▶ **Task instructions**
Starting at the line containing "instance of the sky" and running through the end of the listing, reproduce those lines in full, requests included, with every coordinate in the answers scaled by 2.55 and rounded to whole numbers, halves rounded up. Keep the numbers in the requests and their format samples as they are.

▶ **Record excerpts**
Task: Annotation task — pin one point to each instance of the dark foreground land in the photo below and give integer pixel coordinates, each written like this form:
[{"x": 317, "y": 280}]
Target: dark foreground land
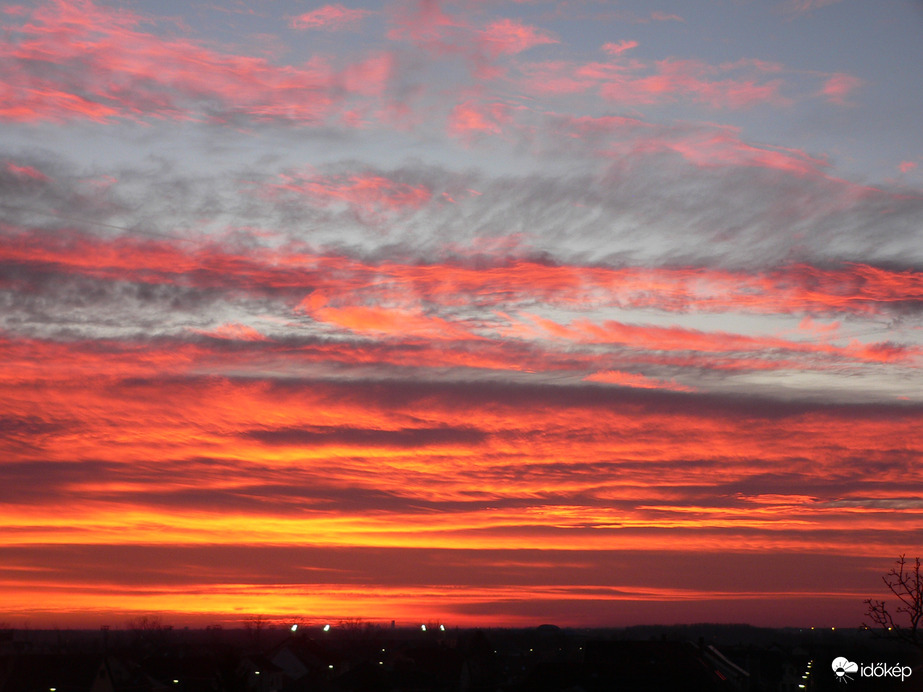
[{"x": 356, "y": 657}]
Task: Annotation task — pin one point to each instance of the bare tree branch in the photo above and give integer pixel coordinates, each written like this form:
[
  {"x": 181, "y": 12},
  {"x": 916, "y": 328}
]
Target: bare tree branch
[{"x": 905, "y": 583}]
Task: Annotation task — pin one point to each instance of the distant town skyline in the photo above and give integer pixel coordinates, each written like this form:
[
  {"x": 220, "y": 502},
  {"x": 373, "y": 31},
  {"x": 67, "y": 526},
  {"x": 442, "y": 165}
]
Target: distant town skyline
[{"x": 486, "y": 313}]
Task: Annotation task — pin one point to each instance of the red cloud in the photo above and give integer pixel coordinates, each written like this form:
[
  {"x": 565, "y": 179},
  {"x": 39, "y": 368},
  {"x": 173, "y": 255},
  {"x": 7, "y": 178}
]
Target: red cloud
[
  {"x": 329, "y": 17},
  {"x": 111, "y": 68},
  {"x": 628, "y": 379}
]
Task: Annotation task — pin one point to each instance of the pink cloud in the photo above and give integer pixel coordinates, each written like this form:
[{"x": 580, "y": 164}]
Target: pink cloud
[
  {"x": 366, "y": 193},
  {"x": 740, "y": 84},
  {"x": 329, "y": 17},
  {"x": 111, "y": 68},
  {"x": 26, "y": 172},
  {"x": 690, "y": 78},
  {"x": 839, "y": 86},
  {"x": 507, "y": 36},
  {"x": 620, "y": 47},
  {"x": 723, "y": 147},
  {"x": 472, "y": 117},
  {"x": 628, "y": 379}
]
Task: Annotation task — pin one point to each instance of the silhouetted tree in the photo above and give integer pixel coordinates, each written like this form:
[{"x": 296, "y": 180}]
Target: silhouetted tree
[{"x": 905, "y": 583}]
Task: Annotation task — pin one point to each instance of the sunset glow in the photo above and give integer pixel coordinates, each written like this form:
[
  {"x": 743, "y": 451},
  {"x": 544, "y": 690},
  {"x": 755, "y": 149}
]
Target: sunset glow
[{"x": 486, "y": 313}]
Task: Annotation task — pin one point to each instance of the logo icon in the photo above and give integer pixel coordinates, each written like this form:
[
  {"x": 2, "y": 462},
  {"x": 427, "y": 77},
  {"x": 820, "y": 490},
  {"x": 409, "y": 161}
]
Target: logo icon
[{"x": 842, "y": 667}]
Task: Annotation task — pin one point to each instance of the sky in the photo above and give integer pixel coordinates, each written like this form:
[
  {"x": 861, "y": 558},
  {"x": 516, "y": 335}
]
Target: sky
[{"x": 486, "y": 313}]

▶ **Solution for this exercise**
Task: Annotation task — pin one point to each instance of the sky in the photo above and give integer pixel coordinates, each written like this form:
[
  {"x": 861, "y": 558},
  {"x": 516, "y": 335}
]
Target: sky
[{"x": 1239, "y": 798}]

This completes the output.